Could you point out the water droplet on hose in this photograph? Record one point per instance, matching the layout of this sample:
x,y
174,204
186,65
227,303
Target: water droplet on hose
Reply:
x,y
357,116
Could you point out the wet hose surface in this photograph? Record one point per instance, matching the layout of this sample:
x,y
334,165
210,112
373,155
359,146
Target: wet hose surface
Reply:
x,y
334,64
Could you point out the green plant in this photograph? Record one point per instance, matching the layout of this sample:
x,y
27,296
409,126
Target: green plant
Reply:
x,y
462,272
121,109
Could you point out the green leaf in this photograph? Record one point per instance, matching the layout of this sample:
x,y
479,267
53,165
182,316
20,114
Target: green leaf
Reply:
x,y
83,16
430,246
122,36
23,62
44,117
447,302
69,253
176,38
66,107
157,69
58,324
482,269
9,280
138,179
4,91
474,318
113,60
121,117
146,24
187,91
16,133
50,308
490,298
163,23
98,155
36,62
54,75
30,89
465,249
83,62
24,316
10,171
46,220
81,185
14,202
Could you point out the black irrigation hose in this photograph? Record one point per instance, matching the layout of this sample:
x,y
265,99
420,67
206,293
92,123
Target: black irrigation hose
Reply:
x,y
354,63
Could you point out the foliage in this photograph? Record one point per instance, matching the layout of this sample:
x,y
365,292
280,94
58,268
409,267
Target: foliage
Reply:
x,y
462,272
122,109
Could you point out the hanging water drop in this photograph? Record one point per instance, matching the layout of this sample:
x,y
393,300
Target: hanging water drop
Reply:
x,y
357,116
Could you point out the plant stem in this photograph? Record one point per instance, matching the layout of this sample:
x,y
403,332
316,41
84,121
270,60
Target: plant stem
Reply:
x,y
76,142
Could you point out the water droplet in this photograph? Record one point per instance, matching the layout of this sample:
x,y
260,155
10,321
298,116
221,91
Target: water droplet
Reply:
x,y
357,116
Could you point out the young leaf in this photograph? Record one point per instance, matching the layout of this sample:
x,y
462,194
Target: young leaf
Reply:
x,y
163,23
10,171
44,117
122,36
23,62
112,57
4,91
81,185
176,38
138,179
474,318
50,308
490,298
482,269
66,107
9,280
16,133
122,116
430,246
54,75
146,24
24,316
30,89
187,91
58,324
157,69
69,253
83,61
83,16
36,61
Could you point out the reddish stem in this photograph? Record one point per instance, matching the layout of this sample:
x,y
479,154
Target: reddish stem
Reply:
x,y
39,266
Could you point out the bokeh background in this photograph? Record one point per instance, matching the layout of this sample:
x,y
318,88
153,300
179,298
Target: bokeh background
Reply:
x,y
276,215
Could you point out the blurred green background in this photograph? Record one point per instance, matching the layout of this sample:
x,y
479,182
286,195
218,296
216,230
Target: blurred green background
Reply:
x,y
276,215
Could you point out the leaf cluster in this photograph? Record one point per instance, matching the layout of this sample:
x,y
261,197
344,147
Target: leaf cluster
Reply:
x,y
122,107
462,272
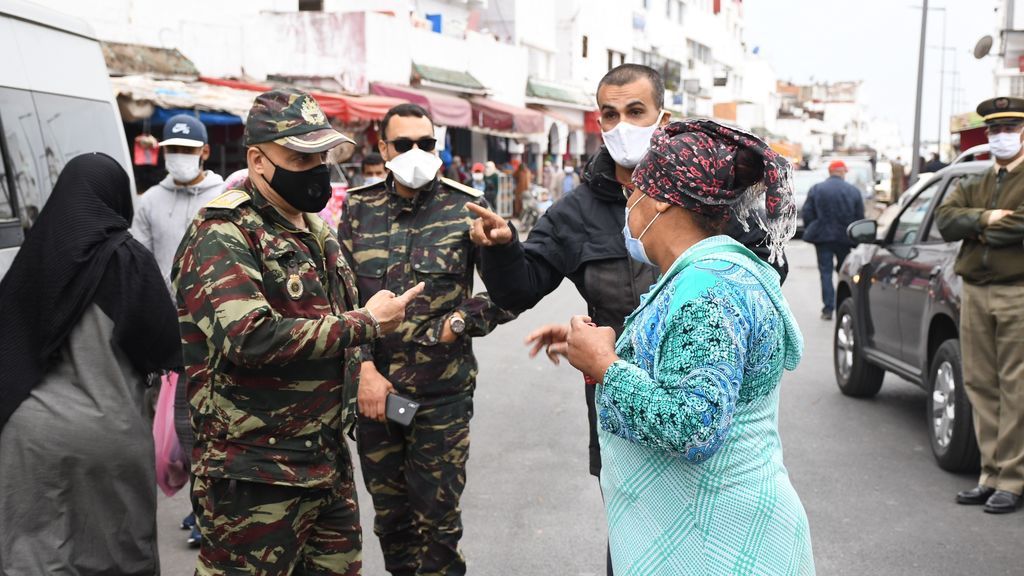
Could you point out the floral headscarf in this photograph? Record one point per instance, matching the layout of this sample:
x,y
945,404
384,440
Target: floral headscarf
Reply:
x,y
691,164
==============================
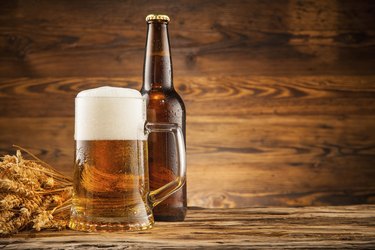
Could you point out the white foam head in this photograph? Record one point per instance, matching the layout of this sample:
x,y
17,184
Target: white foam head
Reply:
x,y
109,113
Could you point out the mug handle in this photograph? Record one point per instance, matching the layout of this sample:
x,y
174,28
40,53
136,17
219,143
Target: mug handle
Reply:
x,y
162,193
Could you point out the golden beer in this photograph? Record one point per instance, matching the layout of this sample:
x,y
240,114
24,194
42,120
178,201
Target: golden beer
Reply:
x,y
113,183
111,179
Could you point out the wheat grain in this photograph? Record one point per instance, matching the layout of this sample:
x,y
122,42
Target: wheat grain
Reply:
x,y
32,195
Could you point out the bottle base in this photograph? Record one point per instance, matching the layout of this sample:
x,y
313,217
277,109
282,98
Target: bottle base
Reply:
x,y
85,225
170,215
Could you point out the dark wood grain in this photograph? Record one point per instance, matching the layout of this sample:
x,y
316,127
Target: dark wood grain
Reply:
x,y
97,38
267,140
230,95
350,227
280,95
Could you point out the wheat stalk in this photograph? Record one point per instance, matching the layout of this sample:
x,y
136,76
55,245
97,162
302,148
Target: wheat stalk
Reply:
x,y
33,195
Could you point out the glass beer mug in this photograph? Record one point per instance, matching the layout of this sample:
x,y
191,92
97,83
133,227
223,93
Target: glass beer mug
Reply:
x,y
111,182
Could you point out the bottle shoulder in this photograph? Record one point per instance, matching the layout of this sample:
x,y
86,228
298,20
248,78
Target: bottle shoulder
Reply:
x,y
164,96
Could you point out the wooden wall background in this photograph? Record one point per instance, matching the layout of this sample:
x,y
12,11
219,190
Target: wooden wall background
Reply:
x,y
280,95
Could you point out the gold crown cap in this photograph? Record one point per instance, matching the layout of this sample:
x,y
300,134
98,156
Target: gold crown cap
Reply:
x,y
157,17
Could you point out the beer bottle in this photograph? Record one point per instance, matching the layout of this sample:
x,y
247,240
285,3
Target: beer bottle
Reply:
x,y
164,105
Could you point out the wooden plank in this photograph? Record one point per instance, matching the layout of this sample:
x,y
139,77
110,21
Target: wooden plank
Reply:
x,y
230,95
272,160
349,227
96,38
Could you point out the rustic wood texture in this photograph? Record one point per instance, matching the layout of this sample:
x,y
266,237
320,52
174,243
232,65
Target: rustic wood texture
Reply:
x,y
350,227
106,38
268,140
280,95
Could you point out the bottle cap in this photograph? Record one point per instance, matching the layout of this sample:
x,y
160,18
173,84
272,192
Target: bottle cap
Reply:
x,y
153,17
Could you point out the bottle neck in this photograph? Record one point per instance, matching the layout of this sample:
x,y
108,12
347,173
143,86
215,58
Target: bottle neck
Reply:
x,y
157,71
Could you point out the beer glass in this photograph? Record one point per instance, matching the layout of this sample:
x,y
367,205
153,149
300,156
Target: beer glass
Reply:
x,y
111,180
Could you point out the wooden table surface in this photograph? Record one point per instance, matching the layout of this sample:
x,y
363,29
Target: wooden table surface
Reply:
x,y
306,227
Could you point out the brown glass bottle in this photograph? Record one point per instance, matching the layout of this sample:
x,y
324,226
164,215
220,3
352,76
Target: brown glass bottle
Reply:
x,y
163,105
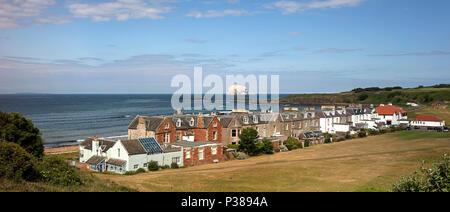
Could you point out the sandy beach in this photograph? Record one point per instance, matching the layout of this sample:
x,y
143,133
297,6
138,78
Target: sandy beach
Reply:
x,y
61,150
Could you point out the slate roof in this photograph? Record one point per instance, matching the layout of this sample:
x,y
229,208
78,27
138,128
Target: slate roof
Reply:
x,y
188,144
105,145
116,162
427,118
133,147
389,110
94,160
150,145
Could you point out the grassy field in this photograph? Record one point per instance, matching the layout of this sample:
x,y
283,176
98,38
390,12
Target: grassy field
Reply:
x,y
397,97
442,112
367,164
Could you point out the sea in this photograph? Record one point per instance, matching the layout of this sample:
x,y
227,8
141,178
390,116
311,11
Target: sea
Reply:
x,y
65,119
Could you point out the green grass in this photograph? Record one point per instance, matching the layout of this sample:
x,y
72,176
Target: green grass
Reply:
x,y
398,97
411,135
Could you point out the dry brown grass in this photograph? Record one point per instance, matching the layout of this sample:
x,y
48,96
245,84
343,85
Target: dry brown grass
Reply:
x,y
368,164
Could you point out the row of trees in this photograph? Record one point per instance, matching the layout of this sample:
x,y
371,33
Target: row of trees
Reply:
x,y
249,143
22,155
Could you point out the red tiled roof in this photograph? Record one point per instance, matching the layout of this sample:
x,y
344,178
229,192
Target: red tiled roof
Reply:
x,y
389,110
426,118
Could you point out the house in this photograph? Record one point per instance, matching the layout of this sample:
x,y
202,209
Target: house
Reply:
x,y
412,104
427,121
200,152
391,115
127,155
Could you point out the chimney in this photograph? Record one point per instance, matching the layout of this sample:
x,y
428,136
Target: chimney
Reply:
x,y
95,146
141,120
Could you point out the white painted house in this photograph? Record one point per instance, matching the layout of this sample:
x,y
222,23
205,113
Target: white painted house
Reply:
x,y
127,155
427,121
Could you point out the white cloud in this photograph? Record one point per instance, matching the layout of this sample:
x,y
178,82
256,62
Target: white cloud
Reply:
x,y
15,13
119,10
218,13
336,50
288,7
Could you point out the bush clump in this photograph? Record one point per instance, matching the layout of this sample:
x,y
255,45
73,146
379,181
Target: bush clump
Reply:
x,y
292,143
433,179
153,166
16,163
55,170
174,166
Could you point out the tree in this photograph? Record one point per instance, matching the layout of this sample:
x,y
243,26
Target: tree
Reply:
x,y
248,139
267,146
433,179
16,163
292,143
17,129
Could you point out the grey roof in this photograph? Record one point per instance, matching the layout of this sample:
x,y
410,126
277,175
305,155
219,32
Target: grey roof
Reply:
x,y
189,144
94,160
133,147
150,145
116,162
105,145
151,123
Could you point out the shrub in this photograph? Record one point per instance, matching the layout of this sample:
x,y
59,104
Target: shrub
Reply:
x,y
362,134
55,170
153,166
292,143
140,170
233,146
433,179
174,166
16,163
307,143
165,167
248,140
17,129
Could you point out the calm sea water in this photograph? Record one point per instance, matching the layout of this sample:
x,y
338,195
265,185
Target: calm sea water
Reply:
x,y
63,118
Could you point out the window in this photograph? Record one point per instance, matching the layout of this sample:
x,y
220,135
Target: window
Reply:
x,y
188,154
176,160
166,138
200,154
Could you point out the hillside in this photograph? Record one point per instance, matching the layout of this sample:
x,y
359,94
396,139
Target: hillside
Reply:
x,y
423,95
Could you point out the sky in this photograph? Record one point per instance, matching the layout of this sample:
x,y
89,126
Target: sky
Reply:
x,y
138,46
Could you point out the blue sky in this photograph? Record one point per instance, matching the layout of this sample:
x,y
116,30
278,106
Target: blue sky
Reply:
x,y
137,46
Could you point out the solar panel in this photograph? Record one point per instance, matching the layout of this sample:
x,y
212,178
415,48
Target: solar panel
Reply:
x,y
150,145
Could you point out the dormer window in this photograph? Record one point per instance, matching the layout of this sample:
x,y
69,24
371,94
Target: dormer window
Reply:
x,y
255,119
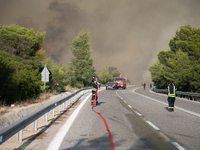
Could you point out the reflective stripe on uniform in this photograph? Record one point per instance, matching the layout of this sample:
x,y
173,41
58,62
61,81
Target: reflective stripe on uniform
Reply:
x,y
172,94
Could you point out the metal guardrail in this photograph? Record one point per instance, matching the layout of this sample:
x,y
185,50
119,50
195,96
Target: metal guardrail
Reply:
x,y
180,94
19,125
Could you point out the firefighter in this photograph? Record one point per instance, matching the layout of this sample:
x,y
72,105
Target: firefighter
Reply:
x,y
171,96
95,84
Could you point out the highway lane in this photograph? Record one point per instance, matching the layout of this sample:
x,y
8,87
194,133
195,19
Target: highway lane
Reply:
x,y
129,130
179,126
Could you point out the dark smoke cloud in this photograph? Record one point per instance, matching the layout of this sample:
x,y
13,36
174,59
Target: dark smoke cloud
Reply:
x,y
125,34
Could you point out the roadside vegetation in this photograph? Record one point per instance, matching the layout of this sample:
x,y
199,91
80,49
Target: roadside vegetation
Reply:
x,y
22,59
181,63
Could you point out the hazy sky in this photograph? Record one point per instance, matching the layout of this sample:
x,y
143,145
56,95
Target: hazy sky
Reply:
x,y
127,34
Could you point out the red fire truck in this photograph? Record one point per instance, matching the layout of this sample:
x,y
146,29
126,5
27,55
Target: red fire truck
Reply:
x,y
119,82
==============================
(WHAT YOU WILL DO): Extract each line of the material above that contains the word "dormer".

(OUTPUT FOR THIS TASK):
Could you point out the dormer window in this photograph? Record one point per instance, matching the layout of this sample:
Target: dormer window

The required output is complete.